In full and without change, retype the records.

(Items from a data source)
----
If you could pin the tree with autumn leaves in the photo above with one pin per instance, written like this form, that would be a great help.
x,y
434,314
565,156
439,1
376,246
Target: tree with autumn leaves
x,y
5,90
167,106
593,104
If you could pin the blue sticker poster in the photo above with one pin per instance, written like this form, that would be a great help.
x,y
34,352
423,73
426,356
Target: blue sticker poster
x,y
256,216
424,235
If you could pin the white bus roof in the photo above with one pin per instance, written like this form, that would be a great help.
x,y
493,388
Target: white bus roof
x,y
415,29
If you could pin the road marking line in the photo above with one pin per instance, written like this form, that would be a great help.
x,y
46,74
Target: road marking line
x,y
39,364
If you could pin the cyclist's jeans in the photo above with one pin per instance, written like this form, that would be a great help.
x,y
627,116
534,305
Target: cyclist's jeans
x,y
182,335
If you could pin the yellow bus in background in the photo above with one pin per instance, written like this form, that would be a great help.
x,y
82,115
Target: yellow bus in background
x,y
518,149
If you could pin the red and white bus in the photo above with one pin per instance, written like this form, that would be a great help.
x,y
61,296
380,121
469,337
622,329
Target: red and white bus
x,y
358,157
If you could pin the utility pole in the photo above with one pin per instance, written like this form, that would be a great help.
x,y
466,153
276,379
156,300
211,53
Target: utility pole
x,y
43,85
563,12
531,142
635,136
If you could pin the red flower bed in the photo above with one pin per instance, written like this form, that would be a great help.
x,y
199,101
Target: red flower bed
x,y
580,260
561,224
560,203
----
Worked solution:
If you could pin the tree with autumn leaves in the photo above with one pin per instance, written like this form, that would be a great help.
x,y
434,314
565,156
439,1
376,246
Target: tree with autumn leaves
x,y
5,90
167,106
593,104
If you could pin the blue sticker poster in the photo above with one pin per instance, written like this form, that would be a great help.
x,y
34,352
423,73
426,356
Target: blue sticker poster
x,y
256,216
424,235
If you could pin the white bus roof in the photo above with one pin per instance, written like this form, that would be a great help.
x,y
493,388
Target: white bus roof
x,y
415,29
If you could pin the road marking line in the photo above with one pin per instance, written like this form, that would be a great help.
x,y
46,74
Target: road marking line
x,y
39,364
If you could pin the cyclist's jeans in the photo above with one pin per instance, written like this form, that would be a great help.
x,y
627,116
534,305
Target: cyclist's jeans
x,y
182,335
If you could pin the yellow bus in background in the photo above with one pin per instance, written like this form, that would be a great help.
x,y
82,115
Target: yellow bus in background
x,y
518,149
If you could pin the red and white bus in the photo above with one pin per instance, written like this form, that would be a great help.
x,y
61,296
380,121
469,337
622,329
Target: red and white bus
x,y
358,157
If you could pin the utility pole in the photo above with one pin per instance, written like this form, that would be a great help.
x,y
466,153
276,379
156,300
211,53
Target: utility pole
x,y
43,85
563,12
531,142
635,136
If you could pin the red flower bed in the photo above with one pin per instance, written like this form, that would be a great help.
x,y
199,101
Target: red flower bed
x,y
580,260
561,224
560,203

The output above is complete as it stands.